**Exercise:**
Exactly reproduce the lines beginning with the line that includes "Objective — one point per instance of the small" and ending with the last line of the data.

——————

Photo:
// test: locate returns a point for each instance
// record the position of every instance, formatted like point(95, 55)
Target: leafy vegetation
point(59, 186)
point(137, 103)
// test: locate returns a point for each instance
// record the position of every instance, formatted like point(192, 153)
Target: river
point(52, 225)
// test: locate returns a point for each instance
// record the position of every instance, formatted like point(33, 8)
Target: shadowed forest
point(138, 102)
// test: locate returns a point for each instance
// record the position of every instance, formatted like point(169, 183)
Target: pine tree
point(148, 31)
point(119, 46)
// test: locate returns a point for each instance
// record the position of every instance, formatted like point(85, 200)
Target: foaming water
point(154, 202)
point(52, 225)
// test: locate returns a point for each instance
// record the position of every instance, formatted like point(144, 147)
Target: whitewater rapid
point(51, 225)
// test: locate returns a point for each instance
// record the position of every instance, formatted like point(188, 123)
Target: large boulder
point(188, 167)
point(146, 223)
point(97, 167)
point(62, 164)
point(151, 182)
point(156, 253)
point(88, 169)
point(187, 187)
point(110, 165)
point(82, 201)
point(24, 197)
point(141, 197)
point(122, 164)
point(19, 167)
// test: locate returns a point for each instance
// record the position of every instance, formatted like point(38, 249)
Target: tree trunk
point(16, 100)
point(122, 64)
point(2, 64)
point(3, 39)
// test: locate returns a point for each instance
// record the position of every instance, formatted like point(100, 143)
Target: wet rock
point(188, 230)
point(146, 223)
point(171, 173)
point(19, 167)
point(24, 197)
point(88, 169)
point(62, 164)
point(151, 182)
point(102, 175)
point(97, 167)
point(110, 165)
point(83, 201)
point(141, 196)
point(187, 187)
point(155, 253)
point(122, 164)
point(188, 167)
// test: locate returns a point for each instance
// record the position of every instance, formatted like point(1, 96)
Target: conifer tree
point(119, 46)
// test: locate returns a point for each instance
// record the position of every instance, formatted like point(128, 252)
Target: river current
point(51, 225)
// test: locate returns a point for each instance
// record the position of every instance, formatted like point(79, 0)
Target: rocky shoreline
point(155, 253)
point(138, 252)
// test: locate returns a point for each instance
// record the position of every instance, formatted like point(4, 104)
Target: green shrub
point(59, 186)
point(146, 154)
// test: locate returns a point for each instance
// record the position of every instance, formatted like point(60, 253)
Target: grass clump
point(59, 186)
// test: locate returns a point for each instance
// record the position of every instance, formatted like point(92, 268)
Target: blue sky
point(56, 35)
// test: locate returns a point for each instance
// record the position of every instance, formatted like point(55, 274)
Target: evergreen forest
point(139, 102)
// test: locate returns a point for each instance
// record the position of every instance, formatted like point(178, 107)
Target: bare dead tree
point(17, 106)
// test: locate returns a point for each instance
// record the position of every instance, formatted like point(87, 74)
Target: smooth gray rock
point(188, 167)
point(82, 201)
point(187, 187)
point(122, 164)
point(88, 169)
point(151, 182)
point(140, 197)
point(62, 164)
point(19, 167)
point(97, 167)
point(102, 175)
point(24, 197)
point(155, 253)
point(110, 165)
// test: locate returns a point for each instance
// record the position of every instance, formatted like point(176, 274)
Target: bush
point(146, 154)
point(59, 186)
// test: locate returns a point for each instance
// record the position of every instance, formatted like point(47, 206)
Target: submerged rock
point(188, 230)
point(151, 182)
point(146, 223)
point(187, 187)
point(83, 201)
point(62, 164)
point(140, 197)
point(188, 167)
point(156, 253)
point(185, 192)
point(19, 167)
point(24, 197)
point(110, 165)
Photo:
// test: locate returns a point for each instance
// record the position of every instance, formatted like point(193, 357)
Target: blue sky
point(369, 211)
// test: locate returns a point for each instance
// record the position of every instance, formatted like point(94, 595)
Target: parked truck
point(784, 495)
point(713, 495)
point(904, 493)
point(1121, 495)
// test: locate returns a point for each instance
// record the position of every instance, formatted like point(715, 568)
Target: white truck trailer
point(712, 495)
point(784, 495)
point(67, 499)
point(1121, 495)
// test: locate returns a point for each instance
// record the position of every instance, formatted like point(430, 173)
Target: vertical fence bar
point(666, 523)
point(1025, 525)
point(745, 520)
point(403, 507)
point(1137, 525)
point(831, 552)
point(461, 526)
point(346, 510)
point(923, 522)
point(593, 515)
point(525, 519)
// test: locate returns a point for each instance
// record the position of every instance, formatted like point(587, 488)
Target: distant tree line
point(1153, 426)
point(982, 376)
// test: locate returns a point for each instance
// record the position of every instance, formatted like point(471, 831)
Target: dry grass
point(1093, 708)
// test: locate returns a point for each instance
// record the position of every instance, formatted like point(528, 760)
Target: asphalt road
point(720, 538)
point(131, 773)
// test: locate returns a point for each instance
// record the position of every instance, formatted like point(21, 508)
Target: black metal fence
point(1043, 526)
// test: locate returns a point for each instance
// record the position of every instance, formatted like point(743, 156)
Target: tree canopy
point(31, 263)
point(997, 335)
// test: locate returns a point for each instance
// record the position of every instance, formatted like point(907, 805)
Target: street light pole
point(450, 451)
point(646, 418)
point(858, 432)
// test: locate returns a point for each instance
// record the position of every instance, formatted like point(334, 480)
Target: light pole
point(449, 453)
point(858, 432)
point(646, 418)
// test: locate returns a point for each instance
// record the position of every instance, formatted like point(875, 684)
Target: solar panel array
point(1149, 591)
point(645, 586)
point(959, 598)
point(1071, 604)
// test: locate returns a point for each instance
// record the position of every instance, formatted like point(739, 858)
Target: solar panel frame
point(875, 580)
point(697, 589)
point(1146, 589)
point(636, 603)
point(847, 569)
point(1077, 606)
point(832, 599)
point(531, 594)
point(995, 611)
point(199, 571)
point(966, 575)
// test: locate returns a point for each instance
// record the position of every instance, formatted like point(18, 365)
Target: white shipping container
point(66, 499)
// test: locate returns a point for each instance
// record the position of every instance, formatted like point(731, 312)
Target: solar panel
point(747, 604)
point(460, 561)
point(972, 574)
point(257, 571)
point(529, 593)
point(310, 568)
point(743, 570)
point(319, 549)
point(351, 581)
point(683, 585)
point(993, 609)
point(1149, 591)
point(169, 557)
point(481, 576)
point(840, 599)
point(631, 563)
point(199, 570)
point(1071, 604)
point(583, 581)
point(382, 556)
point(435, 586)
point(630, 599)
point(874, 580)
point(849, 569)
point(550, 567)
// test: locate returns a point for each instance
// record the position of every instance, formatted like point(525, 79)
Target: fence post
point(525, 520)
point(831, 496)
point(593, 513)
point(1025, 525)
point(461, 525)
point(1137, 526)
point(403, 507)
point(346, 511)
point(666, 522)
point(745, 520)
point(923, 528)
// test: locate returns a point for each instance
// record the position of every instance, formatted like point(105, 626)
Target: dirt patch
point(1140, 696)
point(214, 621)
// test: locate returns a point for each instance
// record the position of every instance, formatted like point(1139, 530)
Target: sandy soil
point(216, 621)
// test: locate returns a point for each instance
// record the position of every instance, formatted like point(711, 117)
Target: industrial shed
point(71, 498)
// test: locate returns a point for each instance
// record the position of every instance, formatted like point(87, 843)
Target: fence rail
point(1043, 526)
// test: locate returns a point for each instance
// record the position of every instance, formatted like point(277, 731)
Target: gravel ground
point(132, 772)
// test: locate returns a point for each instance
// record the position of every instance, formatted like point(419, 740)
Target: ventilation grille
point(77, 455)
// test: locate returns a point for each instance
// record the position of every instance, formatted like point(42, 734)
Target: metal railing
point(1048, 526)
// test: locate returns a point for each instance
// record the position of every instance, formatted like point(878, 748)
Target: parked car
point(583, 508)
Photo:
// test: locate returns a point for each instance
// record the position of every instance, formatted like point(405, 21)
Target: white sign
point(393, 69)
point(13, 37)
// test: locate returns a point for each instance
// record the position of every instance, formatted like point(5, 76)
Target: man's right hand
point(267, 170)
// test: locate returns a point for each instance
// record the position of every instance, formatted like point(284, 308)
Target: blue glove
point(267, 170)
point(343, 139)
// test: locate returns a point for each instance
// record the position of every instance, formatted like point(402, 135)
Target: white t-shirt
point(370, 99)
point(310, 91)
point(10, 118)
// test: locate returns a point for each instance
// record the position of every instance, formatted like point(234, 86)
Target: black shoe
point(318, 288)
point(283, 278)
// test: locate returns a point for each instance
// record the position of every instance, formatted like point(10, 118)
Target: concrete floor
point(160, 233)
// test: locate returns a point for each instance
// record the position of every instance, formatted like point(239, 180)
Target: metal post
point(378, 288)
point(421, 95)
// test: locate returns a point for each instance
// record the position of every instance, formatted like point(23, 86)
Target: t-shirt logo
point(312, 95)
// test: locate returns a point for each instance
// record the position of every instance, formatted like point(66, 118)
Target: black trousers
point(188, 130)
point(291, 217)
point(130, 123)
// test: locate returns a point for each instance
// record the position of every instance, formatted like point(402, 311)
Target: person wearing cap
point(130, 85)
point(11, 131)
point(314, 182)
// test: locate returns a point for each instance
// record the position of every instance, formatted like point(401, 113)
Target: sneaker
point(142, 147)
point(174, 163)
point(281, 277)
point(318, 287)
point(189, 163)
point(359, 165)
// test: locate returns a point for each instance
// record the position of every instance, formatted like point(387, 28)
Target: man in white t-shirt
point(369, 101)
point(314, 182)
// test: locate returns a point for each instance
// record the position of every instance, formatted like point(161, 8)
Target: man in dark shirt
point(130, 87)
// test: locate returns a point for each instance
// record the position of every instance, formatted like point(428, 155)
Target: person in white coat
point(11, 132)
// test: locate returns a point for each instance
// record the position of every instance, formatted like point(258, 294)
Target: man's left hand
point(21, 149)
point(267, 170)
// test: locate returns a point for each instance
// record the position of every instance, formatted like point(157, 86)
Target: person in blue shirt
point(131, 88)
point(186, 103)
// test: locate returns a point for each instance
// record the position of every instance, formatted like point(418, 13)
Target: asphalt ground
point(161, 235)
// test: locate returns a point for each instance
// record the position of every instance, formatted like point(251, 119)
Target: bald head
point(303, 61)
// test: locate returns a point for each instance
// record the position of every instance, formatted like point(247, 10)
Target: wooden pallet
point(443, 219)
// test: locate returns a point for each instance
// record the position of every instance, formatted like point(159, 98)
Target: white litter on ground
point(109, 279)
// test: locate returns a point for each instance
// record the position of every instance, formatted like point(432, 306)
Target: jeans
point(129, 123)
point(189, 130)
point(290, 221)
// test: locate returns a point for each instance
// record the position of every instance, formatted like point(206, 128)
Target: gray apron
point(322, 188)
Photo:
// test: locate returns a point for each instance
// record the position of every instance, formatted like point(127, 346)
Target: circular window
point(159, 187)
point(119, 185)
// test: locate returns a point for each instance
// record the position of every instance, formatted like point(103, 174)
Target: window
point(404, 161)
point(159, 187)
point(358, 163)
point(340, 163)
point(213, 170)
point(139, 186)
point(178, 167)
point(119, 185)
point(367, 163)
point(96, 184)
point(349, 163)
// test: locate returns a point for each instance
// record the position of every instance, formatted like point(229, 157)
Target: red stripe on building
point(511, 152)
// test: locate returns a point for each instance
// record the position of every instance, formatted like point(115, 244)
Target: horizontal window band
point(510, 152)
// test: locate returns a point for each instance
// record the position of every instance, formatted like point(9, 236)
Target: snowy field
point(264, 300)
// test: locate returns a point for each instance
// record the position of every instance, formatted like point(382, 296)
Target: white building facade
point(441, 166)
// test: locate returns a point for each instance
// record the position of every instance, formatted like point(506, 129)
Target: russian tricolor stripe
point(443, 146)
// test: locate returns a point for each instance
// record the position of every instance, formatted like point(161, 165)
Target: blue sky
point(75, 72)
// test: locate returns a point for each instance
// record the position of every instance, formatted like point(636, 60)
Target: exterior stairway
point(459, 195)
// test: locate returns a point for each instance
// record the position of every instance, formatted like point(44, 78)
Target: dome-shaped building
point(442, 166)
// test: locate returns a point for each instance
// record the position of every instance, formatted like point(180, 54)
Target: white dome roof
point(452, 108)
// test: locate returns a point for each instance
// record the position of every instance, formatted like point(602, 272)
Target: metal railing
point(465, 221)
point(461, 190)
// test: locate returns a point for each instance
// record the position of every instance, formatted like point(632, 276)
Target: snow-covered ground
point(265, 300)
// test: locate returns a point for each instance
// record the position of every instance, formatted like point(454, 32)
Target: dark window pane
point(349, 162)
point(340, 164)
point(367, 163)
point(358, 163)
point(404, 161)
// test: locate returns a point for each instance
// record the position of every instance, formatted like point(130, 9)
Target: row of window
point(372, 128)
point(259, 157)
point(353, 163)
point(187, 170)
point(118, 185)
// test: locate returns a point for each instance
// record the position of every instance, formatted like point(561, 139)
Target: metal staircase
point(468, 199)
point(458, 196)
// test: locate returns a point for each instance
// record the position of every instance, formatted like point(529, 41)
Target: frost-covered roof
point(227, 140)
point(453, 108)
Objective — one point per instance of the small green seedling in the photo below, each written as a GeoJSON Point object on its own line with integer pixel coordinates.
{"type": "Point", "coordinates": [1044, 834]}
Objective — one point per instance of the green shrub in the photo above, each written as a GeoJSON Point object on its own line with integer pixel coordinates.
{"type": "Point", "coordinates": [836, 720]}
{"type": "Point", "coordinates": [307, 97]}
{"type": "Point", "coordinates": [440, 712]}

——————

**Task answer:**
Objective — one point per instance of the small green seedling in the photo below, each written as a GeoJSON Point object on its own line with integer pixel coordinates.
{"type": "Point", "coordinates": [1044, 834]}
Objective — one point per instance of the green shrub in the photo above, each written as a GeoJSON Point object on its own line with integer pixel coordinates.
{"type": "Point", "coordinates": [836, 720]}
{"type": "Point", "coordinates": [307, 97]}
{"type": "Point", "coordinates": [440, 712]}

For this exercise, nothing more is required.